(Stored data)
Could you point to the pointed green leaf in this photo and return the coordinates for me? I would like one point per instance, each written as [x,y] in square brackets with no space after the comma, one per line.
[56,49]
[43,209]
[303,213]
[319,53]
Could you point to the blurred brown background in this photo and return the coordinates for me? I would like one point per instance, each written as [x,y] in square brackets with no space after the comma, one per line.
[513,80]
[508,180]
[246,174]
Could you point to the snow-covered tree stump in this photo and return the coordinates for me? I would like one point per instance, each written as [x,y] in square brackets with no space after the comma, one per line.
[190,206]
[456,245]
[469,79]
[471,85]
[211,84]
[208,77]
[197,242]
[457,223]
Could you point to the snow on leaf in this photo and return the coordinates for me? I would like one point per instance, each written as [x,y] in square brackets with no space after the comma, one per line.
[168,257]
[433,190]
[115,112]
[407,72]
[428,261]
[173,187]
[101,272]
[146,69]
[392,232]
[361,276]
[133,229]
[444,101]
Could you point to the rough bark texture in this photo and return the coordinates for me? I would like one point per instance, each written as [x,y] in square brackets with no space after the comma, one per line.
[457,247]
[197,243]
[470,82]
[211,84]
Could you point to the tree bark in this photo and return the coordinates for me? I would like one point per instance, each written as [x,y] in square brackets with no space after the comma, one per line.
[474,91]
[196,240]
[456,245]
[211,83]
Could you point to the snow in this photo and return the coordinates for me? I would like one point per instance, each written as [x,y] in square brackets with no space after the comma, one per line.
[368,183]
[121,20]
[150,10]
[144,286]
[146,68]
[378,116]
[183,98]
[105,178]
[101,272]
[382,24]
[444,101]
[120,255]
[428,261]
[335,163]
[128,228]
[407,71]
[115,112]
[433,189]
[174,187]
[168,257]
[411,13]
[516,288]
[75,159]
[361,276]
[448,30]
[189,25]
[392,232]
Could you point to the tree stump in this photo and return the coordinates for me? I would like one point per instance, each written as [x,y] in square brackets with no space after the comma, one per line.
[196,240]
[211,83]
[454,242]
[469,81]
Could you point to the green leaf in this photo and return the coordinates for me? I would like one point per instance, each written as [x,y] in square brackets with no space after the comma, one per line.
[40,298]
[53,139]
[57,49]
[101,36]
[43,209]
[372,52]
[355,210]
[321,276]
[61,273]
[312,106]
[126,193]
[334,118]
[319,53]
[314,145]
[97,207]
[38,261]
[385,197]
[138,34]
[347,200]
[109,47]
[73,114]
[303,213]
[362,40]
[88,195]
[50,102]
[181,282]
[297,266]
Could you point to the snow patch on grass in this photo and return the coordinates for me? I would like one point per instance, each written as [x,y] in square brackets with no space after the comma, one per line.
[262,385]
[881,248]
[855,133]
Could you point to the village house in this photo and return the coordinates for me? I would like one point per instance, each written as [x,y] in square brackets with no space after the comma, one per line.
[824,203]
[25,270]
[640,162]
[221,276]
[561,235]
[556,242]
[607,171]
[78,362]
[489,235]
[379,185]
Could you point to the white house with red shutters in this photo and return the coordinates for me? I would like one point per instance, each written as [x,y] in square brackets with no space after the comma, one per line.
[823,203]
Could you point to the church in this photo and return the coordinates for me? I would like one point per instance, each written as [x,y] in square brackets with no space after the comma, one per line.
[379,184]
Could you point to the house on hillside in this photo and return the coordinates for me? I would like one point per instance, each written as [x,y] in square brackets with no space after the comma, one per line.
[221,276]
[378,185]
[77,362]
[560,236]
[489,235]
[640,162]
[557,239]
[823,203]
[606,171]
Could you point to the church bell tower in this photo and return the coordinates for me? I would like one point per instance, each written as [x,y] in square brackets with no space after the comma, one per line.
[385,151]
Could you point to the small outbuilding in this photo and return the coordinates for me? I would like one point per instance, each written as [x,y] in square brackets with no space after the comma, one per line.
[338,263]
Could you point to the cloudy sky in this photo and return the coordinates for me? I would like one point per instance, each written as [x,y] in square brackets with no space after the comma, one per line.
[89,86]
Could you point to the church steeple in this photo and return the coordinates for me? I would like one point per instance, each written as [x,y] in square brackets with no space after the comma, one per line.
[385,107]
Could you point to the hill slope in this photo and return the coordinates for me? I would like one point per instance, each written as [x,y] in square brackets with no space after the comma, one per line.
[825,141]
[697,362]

### What to work on
Starting at the line that contains "Could you point to the cloudy", print every line through the end of the listing, word for word. Leave out all the rest.

### Final answer
Could you point to the cloudy sky in this photo and return the coordinates for me? I would like one point per instance, each written as [x,y] in square brackets with no space after the comma, one per line.
[89,86]
Could you point to the church steeple in this photo and return the coordinates for me? I would like one point per instance, each written as [x,y] in square brackets with no space after the comma, one per line.
[385,107]
Could you point to the hill slope in this photo and return the coordinates for me? I would like one point per instance, each written as [x,y] in square brackets with no space after the comma, one per line.
[825,141]
[697,362]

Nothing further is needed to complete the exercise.